● Excerpt to read:
Is it still the economy, stupid?

Rural voters are among Trump’s most tenacious supporters and still, show themselves loyal. Consider the words of Trump’s acting chief of staff Mick Mulvaney again:

It’s pretty simple, right? It’s the economy, stupid. I think that’s easy. People will vote for somebody they don’t like if they think it’s good for them.

The central question here is if it is the economy—will people vote for somebody they do like if it’s not good for them?

First, consider that Mulvaney’s aphorism is wrong in terms of the 2018 House elections. The economy in 2018 was strong and Trump’s suburban voters—especially educated affluent women—bolted on him. Of the 40 congressional districts that Democrats turned from red to blue in 2018, 38 were suburban.

As I’ve written beforeforty percent of Congressional districts are comprised mainly of suburban communities. Once decidedly more Republican than Democrat, the suburban rings around major cities across the country are showing themselves more evenly divided but with a distinct portside tilt. In the 2016 election, 49 percent of suburban voters cast their lots with Trump, while 45 percent did the same with Clinton. Just two years later, suburban voters sent a majority of Democrats to the US House of Representatives.

If Mulvaney is right about the economy outweighing voters’ personal preference and political ideology, then Trump’s in a boatload of trouble—as his boat is sailing on the floodwaters of America’s rural heartlands.

● Stated goal:
Pick up the piece on rural voters, suburban voters and the economy after its final sentence and keep writing it.

● Entries drawn from a collection:
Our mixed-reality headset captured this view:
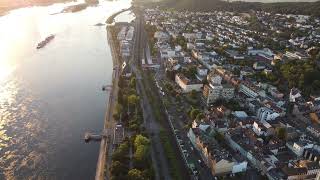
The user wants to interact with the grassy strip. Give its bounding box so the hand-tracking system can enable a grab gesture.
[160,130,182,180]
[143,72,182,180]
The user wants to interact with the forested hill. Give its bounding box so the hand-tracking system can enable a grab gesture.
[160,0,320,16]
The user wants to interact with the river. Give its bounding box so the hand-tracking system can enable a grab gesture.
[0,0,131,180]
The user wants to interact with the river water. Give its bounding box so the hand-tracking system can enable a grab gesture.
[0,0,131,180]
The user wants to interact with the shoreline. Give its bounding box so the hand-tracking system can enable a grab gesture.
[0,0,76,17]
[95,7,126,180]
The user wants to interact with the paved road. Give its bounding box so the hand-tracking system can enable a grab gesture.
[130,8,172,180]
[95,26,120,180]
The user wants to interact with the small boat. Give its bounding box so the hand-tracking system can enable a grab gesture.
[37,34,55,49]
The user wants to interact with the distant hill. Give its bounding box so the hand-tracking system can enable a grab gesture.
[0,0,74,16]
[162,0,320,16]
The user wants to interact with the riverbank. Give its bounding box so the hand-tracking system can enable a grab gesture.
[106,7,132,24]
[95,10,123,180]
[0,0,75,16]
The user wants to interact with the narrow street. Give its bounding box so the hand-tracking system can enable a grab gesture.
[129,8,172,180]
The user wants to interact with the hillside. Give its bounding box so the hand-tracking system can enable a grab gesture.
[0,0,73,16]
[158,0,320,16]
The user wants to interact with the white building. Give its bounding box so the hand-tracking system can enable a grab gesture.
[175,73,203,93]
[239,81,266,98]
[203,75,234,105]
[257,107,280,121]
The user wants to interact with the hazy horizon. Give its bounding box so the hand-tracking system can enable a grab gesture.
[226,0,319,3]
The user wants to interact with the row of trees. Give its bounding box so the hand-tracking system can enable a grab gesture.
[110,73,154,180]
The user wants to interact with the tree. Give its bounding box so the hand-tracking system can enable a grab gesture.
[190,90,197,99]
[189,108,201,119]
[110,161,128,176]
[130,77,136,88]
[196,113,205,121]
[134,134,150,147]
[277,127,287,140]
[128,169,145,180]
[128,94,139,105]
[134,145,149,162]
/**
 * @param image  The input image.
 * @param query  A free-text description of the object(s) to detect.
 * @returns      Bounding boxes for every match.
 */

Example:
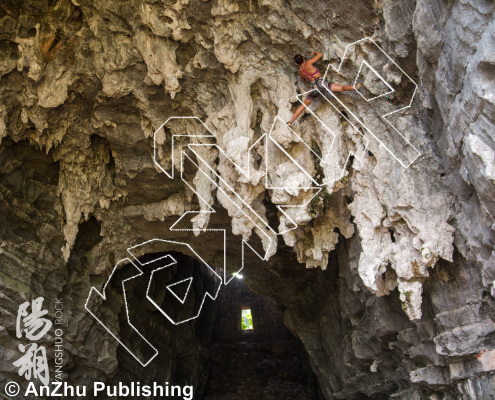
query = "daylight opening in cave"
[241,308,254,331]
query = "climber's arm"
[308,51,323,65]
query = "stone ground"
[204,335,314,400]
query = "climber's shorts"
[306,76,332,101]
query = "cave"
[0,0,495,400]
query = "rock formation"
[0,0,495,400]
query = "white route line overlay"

---

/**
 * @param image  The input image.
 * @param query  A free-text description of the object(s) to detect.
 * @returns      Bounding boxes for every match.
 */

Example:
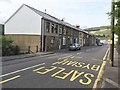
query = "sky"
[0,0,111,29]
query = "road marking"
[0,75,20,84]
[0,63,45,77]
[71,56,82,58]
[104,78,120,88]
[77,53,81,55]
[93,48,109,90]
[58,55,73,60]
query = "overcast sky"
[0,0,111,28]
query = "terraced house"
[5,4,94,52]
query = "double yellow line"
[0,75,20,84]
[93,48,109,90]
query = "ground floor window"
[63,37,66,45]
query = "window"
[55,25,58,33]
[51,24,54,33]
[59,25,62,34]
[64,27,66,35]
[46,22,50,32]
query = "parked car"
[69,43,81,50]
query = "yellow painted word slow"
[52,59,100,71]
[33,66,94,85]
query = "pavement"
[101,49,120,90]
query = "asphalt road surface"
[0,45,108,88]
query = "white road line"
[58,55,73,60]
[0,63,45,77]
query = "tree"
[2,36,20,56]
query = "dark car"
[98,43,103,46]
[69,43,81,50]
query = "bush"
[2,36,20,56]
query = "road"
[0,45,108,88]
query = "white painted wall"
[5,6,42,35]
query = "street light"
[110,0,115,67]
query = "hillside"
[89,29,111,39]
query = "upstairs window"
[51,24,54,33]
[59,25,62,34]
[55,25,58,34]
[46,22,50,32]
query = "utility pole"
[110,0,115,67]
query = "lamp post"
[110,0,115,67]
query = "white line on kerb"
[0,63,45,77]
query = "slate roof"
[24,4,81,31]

● Response below:
The earlier referenced meeting between Republican senators and Vice President Pence on  concerns about Trump’s trade wars with China, Canada, and Mexico is only one example of growing Republican rumblings on and off Capitol Hill. Rumblings that are as much about the 2020 elections as they are current trade negotiations.

Once staunch Republican deniers and resistors are also changing their tunes on climate change. On Earth Day 2019 Senator Lindsey Graham (R-SC)—a recent rarely questioning ally of Trump—announced that congressional Republicans are ready to cross the Rubicon on climate change.

In recent weeks it has been reported by Bloomberg, the New York Times and others that Senator John Cornyn of Texas — an oil state where climate denial runs deep — said he is helping write legislation to reduce emissions through “energy innovation.” Senator Lamar Alexander of Tennessee said he wants to create a “Manhattan Project” for clean energy funding. Senator Lisa Murkowski of Alaska is exploring bipartisan plans to curb emissions from her position as chair of the Senate Committee on Energy and Natural Resources. And Representative Matthew Gaetz of Florida, who once called to abolish the Environmental Protection Agency, introduced legislation to tackle climate change by encouraging nuclear energy and hydropower, as well as “carbon capture” technology, which aims to pull planet-warming carbon dioxide out of the atmosphere. (see also here and here)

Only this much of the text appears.